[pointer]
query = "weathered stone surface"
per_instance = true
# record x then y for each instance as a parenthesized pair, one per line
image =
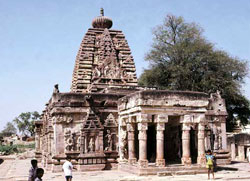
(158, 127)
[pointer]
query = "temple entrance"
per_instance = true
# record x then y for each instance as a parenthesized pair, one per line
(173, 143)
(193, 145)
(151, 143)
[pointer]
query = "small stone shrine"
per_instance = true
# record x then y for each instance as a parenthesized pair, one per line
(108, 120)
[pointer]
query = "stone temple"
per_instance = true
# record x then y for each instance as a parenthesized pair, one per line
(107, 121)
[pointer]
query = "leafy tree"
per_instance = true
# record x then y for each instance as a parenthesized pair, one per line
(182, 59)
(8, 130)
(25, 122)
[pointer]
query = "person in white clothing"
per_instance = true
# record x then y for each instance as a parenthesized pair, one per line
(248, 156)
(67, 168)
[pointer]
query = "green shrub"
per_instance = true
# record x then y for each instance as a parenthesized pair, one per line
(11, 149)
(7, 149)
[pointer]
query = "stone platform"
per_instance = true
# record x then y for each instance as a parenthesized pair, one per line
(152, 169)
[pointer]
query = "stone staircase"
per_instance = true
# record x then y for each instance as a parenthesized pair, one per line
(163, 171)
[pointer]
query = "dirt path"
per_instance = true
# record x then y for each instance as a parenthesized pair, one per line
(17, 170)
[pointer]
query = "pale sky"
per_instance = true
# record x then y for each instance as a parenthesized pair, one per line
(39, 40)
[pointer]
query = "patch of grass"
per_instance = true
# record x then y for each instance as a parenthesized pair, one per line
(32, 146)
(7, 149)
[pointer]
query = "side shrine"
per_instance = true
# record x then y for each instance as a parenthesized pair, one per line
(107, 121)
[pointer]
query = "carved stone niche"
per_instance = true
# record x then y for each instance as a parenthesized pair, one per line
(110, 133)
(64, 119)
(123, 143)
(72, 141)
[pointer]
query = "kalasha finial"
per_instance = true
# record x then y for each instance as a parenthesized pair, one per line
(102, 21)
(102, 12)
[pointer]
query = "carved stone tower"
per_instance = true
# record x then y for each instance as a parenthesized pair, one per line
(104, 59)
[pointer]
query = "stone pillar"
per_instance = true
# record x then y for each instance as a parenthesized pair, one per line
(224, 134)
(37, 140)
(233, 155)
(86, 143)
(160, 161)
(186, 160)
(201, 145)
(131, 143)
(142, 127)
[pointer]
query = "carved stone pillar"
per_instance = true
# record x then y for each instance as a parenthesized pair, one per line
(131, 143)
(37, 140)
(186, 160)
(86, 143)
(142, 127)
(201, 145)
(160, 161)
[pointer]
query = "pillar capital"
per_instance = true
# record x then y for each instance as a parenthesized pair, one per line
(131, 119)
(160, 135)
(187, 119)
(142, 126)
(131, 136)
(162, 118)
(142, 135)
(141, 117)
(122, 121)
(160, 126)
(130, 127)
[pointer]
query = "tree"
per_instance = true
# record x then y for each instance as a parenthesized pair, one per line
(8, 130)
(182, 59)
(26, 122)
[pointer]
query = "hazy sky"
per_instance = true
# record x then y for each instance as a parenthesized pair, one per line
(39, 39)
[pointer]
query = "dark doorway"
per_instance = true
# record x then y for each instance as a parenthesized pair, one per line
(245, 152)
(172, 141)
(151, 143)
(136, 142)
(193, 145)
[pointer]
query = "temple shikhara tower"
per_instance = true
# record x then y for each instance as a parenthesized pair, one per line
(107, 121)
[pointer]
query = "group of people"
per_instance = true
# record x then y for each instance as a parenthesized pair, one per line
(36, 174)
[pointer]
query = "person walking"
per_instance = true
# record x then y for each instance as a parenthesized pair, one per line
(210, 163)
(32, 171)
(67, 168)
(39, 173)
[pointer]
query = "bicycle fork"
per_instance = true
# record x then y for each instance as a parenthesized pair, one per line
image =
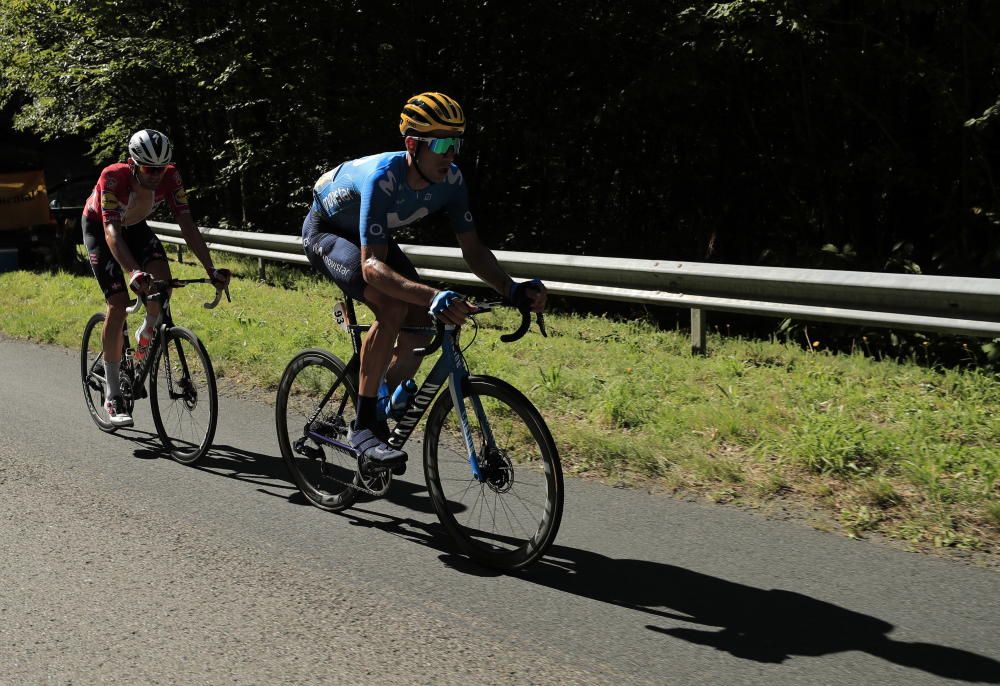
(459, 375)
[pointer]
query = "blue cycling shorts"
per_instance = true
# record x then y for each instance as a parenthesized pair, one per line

※

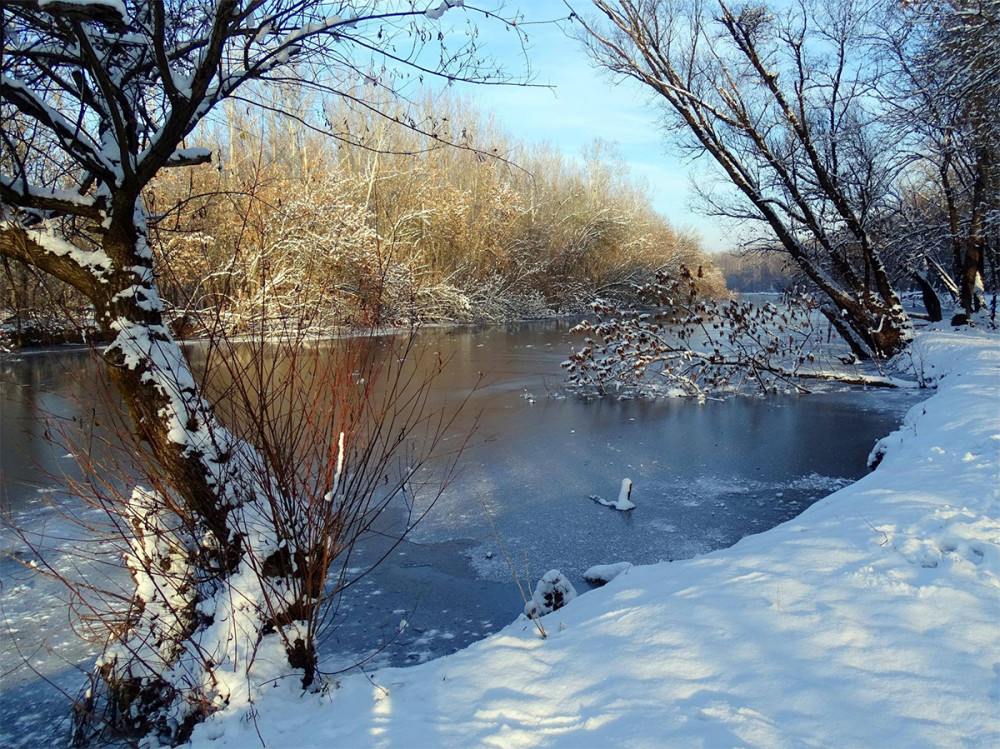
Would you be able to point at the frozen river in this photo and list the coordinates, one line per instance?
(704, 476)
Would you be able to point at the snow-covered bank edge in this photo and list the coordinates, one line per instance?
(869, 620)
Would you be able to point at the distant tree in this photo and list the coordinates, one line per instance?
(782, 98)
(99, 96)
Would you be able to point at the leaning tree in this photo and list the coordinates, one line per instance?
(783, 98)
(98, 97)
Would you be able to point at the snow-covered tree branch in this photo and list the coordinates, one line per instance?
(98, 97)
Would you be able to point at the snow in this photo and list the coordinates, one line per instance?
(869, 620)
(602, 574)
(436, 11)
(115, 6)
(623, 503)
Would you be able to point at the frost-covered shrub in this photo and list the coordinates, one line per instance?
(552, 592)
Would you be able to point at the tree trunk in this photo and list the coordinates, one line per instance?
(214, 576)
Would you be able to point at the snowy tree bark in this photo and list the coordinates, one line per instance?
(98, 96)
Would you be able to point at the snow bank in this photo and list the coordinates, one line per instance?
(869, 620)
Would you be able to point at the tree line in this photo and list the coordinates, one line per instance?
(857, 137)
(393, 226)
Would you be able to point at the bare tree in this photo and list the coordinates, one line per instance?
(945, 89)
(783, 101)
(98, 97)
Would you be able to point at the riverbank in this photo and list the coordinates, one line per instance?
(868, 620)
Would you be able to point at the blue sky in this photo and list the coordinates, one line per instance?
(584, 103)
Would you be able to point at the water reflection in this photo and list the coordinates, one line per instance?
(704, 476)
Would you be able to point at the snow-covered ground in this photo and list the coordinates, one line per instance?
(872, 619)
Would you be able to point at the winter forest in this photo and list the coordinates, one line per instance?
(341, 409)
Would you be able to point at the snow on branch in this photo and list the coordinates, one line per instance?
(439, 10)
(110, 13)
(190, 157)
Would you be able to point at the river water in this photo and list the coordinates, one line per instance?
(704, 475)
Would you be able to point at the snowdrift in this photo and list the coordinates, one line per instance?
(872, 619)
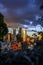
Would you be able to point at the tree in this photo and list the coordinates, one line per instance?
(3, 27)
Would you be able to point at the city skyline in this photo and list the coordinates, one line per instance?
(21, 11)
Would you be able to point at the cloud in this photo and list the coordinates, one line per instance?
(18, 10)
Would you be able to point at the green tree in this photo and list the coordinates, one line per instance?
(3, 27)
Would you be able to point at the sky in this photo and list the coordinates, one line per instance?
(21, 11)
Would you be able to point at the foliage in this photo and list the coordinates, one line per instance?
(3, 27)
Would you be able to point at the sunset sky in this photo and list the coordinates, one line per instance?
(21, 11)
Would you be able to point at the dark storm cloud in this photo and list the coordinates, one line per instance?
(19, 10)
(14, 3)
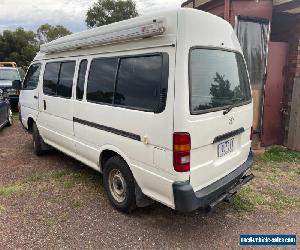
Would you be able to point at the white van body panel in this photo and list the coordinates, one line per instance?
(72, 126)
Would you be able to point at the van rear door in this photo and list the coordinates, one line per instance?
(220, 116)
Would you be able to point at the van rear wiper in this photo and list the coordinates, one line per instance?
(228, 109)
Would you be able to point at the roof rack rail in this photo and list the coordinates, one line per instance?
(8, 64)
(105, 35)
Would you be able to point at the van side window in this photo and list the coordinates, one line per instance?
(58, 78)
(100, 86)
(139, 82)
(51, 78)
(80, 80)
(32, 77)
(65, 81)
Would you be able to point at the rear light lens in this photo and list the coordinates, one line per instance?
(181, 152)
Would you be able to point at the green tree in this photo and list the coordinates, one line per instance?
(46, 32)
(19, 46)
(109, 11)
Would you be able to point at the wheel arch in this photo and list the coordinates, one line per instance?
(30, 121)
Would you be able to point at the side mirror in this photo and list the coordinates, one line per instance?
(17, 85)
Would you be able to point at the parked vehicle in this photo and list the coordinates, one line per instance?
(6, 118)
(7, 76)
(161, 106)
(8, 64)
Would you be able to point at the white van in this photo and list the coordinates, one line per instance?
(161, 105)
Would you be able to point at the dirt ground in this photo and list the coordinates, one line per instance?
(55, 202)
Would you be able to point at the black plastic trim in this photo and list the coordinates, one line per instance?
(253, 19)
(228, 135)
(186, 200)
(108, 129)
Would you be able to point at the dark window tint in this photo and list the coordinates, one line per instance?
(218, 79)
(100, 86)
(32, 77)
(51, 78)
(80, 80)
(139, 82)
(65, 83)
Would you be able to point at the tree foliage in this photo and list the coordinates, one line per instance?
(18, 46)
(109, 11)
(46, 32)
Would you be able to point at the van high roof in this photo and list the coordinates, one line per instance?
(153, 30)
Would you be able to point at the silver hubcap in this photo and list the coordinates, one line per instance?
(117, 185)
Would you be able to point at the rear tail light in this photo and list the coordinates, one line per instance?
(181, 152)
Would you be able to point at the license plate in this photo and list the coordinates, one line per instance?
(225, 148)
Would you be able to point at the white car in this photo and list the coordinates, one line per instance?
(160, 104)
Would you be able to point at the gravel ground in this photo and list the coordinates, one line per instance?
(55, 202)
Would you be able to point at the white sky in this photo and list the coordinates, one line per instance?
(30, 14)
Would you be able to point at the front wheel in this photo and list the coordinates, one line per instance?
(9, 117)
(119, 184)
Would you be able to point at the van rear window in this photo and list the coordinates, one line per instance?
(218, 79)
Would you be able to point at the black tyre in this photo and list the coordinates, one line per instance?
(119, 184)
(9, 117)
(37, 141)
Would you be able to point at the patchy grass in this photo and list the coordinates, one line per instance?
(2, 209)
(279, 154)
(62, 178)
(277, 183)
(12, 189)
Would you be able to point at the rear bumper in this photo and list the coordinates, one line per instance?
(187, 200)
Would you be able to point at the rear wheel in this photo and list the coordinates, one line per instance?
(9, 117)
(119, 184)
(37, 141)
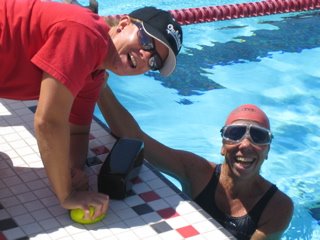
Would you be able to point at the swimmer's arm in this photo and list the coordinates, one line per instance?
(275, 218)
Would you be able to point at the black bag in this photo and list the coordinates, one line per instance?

※

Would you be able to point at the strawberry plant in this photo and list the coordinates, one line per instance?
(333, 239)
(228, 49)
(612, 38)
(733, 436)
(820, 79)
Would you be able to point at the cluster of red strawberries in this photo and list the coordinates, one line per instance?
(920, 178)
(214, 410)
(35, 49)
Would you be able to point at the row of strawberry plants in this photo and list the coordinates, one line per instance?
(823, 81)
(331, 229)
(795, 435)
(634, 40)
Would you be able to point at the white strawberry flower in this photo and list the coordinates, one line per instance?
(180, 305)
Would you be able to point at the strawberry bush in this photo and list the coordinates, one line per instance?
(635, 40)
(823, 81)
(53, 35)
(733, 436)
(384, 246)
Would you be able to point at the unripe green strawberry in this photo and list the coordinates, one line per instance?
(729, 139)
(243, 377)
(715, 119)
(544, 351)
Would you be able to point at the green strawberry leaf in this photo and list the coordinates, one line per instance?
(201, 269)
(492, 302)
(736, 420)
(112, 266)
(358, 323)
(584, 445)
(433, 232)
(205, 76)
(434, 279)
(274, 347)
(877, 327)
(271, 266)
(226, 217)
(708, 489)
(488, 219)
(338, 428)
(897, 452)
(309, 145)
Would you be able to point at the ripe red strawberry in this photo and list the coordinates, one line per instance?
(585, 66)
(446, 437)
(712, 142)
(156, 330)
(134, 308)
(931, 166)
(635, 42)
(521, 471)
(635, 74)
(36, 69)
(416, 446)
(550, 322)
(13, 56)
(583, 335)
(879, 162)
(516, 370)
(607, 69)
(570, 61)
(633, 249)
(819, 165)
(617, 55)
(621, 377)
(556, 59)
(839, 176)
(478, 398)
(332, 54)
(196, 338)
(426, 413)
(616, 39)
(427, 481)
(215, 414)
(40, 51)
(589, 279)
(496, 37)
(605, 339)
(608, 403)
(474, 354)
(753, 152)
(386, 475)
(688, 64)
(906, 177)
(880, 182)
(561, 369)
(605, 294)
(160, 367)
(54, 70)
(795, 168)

※

Task requirements
The response should consist of the number of lines in the data that hold the word "shrine", with nothing added.

Task solution
2